--- Task statement ---
Take down each entry exactly as written.

--- Dataset entries ---

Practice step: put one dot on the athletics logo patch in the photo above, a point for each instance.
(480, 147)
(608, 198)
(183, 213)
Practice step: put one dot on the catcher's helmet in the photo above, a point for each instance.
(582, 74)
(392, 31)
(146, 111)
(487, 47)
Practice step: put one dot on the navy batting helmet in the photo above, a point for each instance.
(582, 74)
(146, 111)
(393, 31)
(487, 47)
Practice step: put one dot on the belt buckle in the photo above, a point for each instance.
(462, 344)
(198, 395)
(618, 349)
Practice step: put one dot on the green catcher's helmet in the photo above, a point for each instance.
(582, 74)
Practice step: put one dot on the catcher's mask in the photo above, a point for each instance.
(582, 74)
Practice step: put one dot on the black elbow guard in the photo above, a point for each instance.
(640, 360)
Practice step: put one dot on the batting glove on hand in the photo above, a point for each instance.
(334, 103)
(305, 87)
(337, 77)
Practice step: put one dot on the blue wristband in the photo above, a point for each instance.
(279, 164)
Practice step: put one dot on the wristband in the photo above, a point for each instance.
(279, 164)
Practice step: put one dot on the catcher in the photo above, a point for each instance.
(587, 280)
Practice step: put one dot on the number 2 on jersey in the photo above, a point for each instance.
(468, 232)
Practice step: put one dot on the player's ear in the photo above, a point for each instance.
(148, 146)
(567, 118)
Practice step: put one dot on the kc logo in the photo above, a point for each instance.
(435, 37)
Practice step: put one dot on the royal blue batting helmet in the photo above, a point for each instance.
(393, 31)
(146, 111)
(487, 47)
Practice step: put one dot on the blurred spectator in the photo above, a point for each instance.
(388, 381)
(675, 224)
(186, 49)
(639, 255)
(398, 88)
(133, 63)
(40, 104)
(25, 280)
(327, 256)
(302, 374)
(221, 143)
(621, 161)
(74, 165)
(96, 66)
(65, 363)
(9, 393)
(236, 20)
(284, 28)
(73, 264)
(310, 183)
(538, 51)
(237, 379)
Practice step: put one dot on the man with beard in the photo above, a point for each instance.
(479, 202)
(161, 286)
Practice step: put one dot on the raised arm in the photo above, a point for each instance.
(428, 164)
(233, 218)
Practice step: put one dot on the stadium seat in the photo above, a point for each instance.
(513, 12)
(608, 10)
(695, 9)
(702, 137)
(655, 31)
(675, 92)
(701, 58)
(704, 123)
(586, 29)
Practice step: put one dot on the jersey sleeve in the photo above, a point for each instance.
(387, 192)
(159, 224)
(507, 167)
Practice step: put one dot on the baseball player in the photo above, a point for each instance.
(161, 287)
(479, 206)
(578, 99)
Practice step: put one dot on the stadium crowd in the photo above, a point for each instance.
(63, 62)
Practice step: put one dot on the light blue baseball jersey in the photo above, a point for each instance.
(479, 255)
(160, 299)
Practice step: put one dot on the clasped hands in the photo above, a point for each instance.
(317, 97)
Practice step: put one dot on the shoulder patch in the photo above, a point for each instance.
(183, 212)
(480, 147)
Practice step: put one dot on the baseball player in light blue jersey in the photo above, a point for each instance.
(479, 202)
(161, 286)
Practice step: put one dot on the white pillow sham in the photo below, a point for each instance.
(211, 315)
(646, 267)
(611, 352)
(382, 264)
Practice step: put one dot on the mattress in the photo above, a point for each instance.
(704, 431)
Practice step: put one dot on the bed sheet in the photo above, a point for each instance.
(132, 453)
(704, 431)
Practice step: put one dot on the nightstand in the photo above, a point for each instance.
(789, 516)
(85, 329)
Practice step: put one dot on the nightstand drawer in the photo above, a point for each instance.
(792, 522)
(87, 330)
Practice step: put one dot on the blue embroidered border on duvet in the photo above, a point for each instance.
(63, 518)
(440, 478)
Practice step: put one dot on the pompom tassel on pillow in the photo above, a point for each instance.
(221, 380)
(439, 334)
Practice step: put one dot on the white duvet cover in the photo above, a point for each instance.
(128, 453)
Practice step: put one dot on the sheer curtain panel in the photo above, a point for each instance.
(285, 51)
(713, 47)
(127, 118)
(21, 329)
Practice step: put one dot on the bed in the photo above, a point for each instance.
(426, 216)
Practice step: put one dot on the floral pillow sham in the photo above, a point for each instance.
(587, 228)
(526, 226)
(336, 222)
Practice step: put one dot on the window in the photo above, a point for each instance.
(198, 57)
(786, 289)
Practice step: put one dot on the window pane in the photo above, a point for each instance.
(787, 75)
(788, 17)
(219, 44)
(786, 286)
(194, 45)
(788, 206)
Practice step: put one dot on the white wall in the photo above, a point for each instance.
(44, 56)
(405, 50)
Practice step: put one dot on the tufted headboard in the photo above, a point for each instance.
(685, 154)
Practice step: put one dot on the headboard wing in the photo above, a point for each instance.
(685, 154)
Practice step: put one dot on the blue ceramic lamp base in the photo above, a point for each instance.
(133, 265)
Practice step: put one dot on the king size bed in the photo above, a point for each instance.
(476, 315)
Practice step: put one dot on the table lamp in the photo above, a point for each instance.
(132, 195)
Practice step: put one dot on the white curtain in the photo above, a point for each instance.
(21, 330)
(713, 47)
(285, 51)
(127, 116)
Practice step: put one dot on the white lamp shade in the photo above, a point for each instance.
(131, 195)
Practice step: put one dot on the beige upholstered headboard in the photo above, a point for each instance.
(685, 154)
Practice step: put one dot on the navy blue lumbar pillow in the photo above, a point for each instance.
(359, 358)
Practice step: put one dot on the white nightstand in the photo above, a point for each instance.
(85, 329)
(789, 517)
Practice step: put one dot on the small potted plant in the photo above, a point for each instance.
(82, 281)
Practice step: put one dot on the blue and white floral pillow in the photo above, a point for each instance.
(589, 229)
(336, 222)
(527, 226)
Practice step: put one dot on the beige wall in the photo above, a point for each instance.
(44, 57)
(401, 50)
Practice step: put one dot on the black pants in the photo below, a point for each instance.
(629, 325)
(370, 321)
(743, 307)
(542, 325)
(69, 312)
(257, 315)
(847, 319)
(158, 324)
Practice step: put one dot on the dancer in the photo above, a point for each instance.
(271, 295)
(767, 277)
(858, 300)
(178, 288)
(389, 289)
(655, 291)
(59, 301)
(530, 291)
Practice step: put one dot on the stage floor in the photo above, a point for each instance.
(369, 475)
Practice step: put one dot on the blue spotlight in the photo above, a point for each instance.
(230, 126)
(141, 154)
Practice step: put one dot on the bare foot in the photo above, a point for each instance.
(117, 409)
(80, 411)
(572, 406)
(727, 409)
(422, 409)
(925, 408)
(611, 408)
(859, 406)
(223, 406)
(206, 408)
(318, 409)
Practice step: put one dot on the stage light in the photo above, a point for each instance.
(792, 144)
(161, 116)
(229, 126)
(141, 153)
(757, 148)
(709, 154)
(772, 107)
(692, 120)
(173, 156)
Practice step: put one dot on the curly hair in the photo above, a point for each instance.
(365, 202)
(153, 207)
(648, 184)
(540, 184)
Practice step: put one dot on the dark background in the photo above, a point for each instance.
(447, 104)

--- Response to the task ---
Practice step: put one dot on the athletics logo patch in the photo above, a point for each instance.
(480, 147)
(608, 198)
(183, 213)
Practice step: put one dot on the catcher's helmet in the photo above, a point for each instance.
(582, 74)
(392, 31)
(146, 111)
(487, 47)
Practice step: put one dot on the navy batting helmet in the photo above, a point for each instance.
(582, 74)
(146, 111)
(393, 31)
(487, 47)
Practice step: put one dot on the belt buckle in the photo above, a point for each instance.
(462, 344)
(198, 395)
(618, 349)
Practice step: put one dot on the green catcher's helmet in the photo above, a point for each instance.
(582, 74)
Practice step: put one dot on the catcher's mask in the photo above, a point for each instance.
(582, 74)
Practice step: put one dot on the black elbow guard in the photo above, a point for each instance.
(640, 360)
Practice step: put one dot on the batting glove on hand in the photo above, a point for each instance.
(334, 103)
(305, 87)
(337, 77)
Practice step: put one dot on the blue wristband in the photo above, a point for each instance.
(279, 164)
Practice step: put one dot on the wristband in the photo above, a point for each instance.
(279, 164)
Practice step: put one dot on the catcher in the photo above, a point for each instance.
(587, 280)
Practice step: put one dot on the number 2 on jersey in the photo above, a point for each instance.
(468, 232)
Practice step: put one dot on the player's ear in the photo above, a point for each instance.
(148, 146)
(567, 118)
Practice step: put one dot on the kc logo in the photo above, a point for each instance.
(435, 37)
Practice step: put one dot on the royal blue batting helmet in the photo above, a point for each instance.
(393, 31)
(146, 111)
(487, 47)
Practice step: put one dot on the blurred spectator in the photo above, a point for each instance.
(388, 381)
(675, 224)
(186, 49)
(639, 255)
(398, 88)
(133, 63)
(40, 104)
(25, 280)
(327, 256)
(302, 374)
(221, 143)
(621, 161)
(74, 165)
(96, 66)
(65, 363)
(9, 393)
(236, 20)
(284, 28)
(73, 264)
(310, 183)
(538, 51)
(237, 379)
Practice step: put one dot on the man with beard in the photo above, a point for each instance.
(479, 202)
(161, 286)
Practice step: put one dot on the raised arm in the photo above, a point for each instance.
(428, 164)
(233, 218)
Practice step: put one dot on the stadium seat in the photo above, a point for each instance.
(513, 12)
(608, 10)
(695, 9)
(702, 137)
(655, 31)
(675, 92)
(701, 58)
(704, 123)
(586, 29)
Practice step: put one dot on the jersey sleeve in the photo above, a point for each instance.
(387, 192)
(159, 224)
(507, 167)
Practice step: put one dot on the baseball player in the photo above, a point for each instance.
(161, 287)
(479, 206)
(578, 99)
Practice step: put one dot on the stadium crowd in the photo above, a point for each instance.
(63, 62)
Practice step: put one dot on the light blue baseball jersey in the photo above, a point for each instance.
(479, 255)
(160, 299)
Practice step: put one dot on the clasped hands in the photo above, a point for each instance.
(317, 97)
Practice step: put one dot on the shoulder patch in the photo above, a point for each instance.
(183, 212)
(480, 147)
Practice step: put one dot on the baseball player in light blue jersey in the photo above, a point for each instance.
(479, 202)
(161, 286)
Practice step: put one dot on the white pillow sham in the photo below, a point for each instance.
(211, 315)
(646, 267)
(611, 352)
(382, 264)
Practice step: put one dot on the mattress in the photo above, a point for each instance.
(704, 431)
Practice step: put one dot on the bed sheet in the photo above, a point for each instance.
(132, 453)
(704, 431)
Practice step: put one dot on the nightstand in the photo above, a point for each instance.
(789, 516)
(85, 329)
Practice step: put one dot on the nightstand drawer in the photo above, a point for each instance.
(792, 522)
(87, 330)
Practice step: put one dot on the blue embroidered border on duvet in the photo above, a point for each instance.
(63, 518)
(440, 478)
Practice step: put one dot on the pompom tassel on pillow in the photo above, a point for each instance.
(221, 380)
(439, 334)
Practice step: put one dot on the white duvet cover in the photo above, a point for each instance.
(128, 453)
Practice step: put one dot on the sheer curtain panel in the photo above, a point for each instance.
(285, 51)
(713, 47)
(127, 118)
(21, 329)
Practice step: put one dot on the bed in the photo above, a point for each instance.
(426, 216)
Practice step: put one dot on the floral pillow sham in the photo above, a point for each instance.
(587, 228)
(526, 226)
(336, 222)
Practice step: put one dot on the window in the photo above, a point for each instance.
(198, 57)
(786, 289)
Practice step: put one dot on the window pane in the photo above, a point for each instance.
(787, 75)
(788, 17)
(219, 44)
(786, 286)
(194, 45)
(788, 206)
Practice step: put one dot on the white wall in the photo above, a point for each instance.
(44, 56)
(405, 50)
Practice step: put one dot on the tufted headboard in the photo above, a point for each instance.
(685, 154)
Practice step: put one dot on the headboard wing in the photo above, a point for each instance.
(685, 154)
Practice step: put one dot on the blue ceramic lamp base in the photo above, a point for each instance.
(133, 265)
Practice step: put one dot on the king size bed in the photo above, a point for each instance.
(476, 315)
Practice step: put one dot on the table lamp in the photo above, a point for each instance.
(132, 195)
Practice step: put one dot on the white curtain in the photo above, a point for each instance.
(21, 330)
(713, 47)
(285, 51)
(127, 116)
Practice step: put one dot on the white lamp shade in the photo above, a point for each instance.
(131, 195)
Practice step: put one dot on the beige upholstered headboard in the photo above, a point for each instance.
(685, 154)
Practice step: put one dot on the navy blue lumbar pillow in the photo above, a point for each instance.
(359, 358)
Practice step: put one dot on the white nightstand in the photo above, a point for each instance.
(85, 329)
(789, 517)
Practice step: put one dot on the small potted plant in the photo above, a point for each instance.
(82, 281)
Practice step: put one dot on the blue and white floral pillow in the photo above, a point for each instance.
(589, 229)
(336, 222)
(527, 226)
Practice step: put one dot on the beige wall in the photo above, a point for each instance.
(44, 57)
(401, 50)
Practice step: put one dot on the black pants in the photo below, a point for each instance.
(629, 325)
(370, 321)
(743, 307)
(542, 325)
(69, 312)
(257, 315)
(847, 319)
(158, 324)
Practice step: put one dot on the dancer in the photo above, a point for each instance.
(271, 295)
(767, 277)
(858, 300)
(178, 288)
(389, 289)
(655, 291)
(59, 301)
(530, 291)
Practice step: put one dot on the stage floor in the photo above, a point for each instance.
(369, 475)
Practice step: put one dot on the blue spotlight in the photo above, a point for each instance.
(230, 126)
(141, 154)
Practice step: put one dot on the bare foot in the photo above, a point for each instance.
(117, 409)
(80, 411)
(572, 406)
(727, 409)
(422, 409)
(925, 408)
(611, 408)
(859, 406)
(223, 406)
(206, 408)
(318, 409)
Practice step: put one dot on the stage light in the photo above, a point for each instance.
(792, 144)
(161, 116)
(229, 126)
(141, 153)
(757, 148)
(709, 154)
(772, 107)
(692, 120)
(173, 156)
Practice step: put one dot on the curly hair in the photo above, a point for each instance.
(365, 202)
(153, 207)
(648, 184)
(540, 184)
Practice step: put one dot on the dark background in the photo above, a point for each instance.
(447, 104)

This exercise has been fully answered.